• Point placement records
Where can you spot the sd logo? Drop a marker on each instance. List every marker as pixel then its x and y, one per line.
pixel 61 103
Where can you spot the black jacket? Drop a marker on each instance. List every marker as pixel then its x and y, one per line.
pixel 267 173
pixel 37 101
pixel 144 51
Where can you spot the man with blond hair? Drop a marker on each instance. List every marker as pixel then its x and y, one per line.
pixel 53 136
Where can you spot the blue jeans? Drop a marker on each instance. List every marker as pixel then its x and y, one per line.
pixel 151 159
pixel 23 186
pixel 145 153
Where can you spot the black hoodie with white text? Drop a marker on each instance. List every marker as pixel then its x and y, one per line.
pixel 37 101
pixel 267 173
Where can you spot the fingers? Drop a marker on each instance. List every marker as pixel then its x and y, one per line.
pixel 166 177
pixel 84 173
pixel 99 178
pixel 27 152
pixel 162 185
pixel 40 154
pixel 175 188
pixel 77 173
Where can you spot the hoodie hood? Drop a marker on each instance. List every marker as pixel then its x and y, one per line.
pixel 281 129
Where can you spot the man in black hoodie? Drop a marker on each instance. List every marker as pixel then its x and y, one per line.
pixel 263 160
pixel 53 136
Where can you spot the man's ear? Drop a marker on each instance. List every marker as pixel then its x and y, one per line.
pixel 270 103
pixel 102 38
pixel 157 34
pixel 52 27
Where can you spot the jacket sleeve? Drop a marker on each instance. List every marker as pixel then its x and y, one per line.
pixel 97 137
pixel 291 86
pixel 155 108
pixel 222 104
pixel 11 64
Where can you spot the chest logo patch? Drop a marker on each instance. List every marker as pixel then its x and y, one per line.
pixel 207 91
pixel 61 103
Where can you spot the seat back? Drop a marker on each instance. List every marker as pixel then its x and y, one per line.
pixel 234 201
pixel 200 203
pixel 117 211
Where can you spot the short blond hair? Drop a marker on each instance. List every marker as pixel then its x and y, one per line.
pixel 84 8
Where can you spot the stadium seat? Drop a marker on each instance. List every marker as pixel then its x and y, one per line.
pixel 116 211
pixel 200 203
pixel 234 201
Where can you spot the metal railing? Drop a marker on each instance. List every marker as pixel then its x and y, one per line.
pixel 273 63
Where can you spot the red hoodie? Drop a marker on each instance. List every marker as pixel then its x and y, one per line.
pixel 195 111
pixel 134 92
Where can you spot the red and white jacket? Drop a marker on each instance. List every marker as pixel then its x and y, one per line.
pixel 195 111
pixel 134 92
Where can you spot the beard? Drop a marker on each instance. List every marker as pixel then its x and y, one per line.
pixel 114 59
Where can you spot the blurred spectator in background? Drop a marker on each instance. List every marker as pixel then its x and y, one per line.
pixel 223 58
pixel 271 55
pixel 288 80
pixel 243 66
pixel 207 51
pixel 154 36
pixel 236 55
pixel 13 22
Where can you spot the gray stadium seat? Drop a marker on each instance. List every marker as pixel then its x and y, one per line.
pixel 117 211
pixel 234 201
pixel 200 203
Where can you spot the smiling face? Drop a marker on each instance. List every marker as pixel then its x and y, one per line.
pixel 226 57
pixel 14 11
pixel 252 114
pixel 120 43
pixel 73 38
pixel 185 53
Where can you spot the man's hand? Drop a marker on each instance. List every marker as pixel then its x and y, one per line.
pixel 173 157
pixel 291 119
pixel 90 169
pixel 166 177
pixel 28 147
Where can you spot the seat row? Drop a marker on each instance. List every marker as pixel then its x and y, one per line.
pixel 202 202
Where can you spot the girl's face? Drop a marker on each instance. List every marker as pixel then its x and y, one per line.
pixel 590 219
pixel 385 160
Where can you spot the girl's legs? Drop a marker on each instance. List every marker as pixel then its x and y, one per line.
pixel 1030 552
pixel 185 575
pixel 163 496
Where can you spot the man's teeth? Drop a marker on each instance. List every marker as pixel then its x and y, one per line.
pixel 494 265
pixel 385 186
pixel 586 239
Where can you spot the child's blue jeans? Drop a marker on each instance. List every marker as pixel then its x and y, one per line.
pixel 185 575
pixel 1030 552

• TASK DETAILS
Please output these lines as a numbered list, leaving out any blank lines.

• THE COMPLETED TASK
1. Where can you spot the sd logo? Drop a marker on each instance. List every marker as pixel then its x and y, one per line.
2. pixel 61 103
3. Where can you spot the black jacket? Drop a marker on each instance. List every marker as pixel then its x and y, one per line.
4. pixel 267 173
5. pixel 37 101
6. pixel 144 51
7. Where can you spot the man with blond hair? Drop a marker on each instance. List every marker as pixel then its x and y, one per line.
8. pixel 53 136
9. Where can you spot the blue jeans? Drop a marker on each instance. List every marker as pixel then its x and y, one per line.
10. pixel 151 159
11. pixel 23 186
12. pixel 145 153
13. Where can you spot the black hoodie with white text? Drop a marker on each instance. List every marker as pixel then its x and y, one per line.
14. pixel 37 101
15. pixel 267 173
16. Where can you spot the fingers? Drop a marker on each instance. List every marker as pixel then its x and y, one per line.
17. pixel 166 177
18. pixel 84 173
19. pixel 99 178
20. pixel 27 152
21. pixel 162 185
22. pixel 40 154
23. pixel 175 188
24. pixel 77 173
25. Where can you spot the hoodie hood? Drop a marker on each instance. List every marker as pixel then its x and y, one per line.
26. pixel 281 129
27. Where can you spot the man in black hoodie? Drop a marker on each instance. List every marker as pixel then its x and y, one per line.
28. pixel 263 160
29. pixel 53 136
30. Where can you spot the man's ear? Drop a marker on each instance. List every marker as pixel then its x and y, one per line.
31. pixel 270 103
32. pixel 102 38
33. pixel 157 34
34. pixel 52 27
35. Where can you spot the jacket sleeve? Drop a marker on each instance. List every marker as pixel then its x and y, one per line.
36. pixel 97 137
37. pixel 291 86
38. pixel 155 108
39. pixel 222 104
40. pixel 11 64
41. Where can you spot the chest logo patch? Drop a marker on each instance. List every marker as pixel then its x and y, one per line.
42. pixel 207 91
43. pixel 61 103
44. Where can you spot the seat back? Drop a marker on each instance. List every marker as pixel then its x and y, one per line.
45. pixel 234 201
46. pixel 200 203
47. pixel 117 211
48. Where can you spot the short blond hair? Drop a marker on each instance. List every marker as pixel then its x and y, one per line.
49. pixel 84 8
50. Where can you spot the stadium seat? Drop a marker on each instance. List every marker as pixel then its x and y, one per line.
51. pixel 116 211
52. pixel 200 203
53. pixel 234 201
54. Where can you spot the metal railing? Drop a marker on each instance. List every marker as pixel then its x and y, one per line.
55. pixel 273 63
56. Where can you spot the red hoodie? Drop a marker on each instance. List every marker as pixel then its x and y, one per line.
57. pixel 195 111
58. pixel 134 92
59. Where can you spot the red and white jacket? Drop a marker on each instance. List every marker as pixel then its x and y, one per line.
60. pixel 195 111
61. pixel 134 92
62. Where can you spot the beard? Drop a marker on each instance. List every marker as pixel then its x and y, one per line.
63. pixel 114 59
64. Where can you spot the blurred spectator in background? Drop a marker on each instance. List every marker as pixel then its x and y, one per line.
65. pixel 223 58
66. pixel 271 55
67. pixel 288 80
68. pixel 243 66
69. pixel 207 51
70. pixel 154 36
71. pixel 236 55
72. pixel 13 22
73. Where can you spot the gray stadium seat? Drop a marker on each instance. List every marker as pixel then its x and y, one per line.
74. pixel 117 211
75. pixel 234 201
76. pixel 200 203
77. Where can you spot the smiling face? Drop a marker on each instance. List every marker as pixel then its x and y, one per line.
78. pixel 226 57
79. pixel 14 11
80. pixel 252 114
81. pixel 120 43
82. pixel 73 38
83. pixel 185 53
84. Where can you spot the man's hand? Drop a marker on each instance. List every marker as pixel then its x and y, one per line.
85. pixel 173 157
86. pixel 291 119
87. pixel 90 169
88. pixel 166 177
89. pixel 28 147
90. Where can you spot the seat row? Drop a marker on each instance. List every marker as pixel then its x and y, one per line.
91. pixel 202 202
92. Where can you spot the girl's face? Drop a marker on each instance. List every marker as pixel then its x and y, one per line.
93. pixel 590 219
94. pixel 385 160
95. Where can you spot the girl's legs? Drop a marker on each instance. List every marker as pixel then its x and y, one per line.
96. pixel 1030 552
97. pixel 185 575
98. pixel 163 496
99. Where can you spot the man's teeth? Drop a marker on each instance. List every marker as pixel then its x and y, one per line.
100. pixel 494 265
101. pixel 385 186
102. pixel 586 239
103. Where can you spot the child's blue jeans? Drop a marker on each instance. List every marker as pixel then its x and y, one per line.
104. pixel 185 575
105. pixel 1030 552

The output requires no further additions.